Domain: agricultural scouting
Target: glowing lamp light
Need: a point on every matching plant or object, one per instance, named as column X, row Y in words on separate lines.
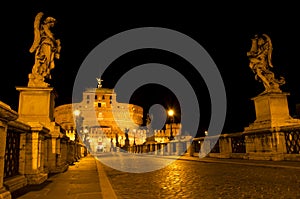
column 76, row 112
column 170, row 112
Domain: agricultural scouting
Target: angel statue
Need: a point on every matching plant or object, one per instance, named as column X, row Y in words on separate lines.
column 46, row 48
column 260, row 63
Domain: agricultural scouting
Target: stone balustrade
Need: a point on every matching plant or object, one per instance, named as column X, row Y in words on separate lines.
column 29, row 152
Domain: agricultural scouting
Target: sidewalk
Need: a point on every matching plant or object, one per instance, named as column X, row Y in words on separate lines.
column 262, row 163
column 79, row 181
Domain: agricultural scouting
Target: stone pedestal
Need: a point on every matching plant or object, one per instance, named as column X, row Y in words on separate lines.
column 271, row 111
column 263, row 138
column 36, row 104
column 6, row 115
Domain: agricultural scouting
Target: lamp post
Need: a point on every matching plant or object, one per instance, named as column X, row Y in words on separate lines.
column 171, row 115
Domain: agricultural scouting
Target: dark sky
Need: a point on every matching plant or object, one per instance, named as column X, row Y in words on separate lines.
column 225, row 35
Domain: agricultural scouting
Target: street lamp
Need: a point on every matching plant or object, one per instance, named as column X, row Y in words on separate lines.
column 171, row 115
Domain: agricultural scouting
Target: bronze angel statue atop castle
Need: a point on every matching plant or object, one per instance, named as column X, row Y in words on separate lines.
column 46, row 49
column 260, row 56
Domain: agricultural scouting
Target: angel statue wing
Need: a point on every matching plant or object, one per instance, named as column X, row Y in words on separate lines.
=======
◆ WHAT IS BEING ASKED: Restating the data word for word is the task, and pictures are to be omitted.

◆ TASK OUTPUT:
Domain: agricultural scouting
Target: glowing lamp light
Need: a point on every matching plant or object, one per instance, named as column X, row Y in words on separate lines.
column 76, row 112
column 170, row 112
Domain: agricultural scouting
Target: angel statue
Need: a point on every matching plant or object, one per instance, named as column X, row Y in words on separate lines.
column 46, row 48
column 260, row 63
Domain: agricultural scouting
Target: stone balustrade
Need: a point on every matching plant or object, one per instance, named as column X, row Y in words on separate lines.
column 29, row 152
Domain: agricultural scouting
Target: sidewalk
Need: a point on every matching plant or object, one per instance, named as column X, row Y in words on separate lines.
column 262, row 163
column 79, row 181
Domain: agricultural scouting
Target: stone pedestal
Need: a point on every matching plant or object, one per instance, named as column X, row Y in words on separate lines.
column 271, row 111
column 263, row 138
column 36, row 104
column 6, row 115
Domain: agricultural scouting
Target: lamp post
Need: a point on every matching plant or object, one per instance, named as column X, row Y in words on separate lines.
column 171, row 115
Domain: agricultural scouting
Target: dark sky
Need: a point on every matching plant or object, one per instance, named as column X, row Y in words on separate lines.
column 225, row 35
Domain: agricultural scouting
Target: street lamp
Need: a point on every matching plant or object, one per instance, named as column X, row Y in words on separate lines.
column 171, row 115
Domain: agricultural scouting
Target: bronze angel statue atop castle
Need: a point on every matching plant or object, one per instance, named as column X, row Y in words on separate lines.
column 46, row 49
column 260, row 56
Domain: agricultural scouting
Target: angel statue wing
Need: a point on every matching plant or object, one per instance, named as column X, row Y in words on separate lines.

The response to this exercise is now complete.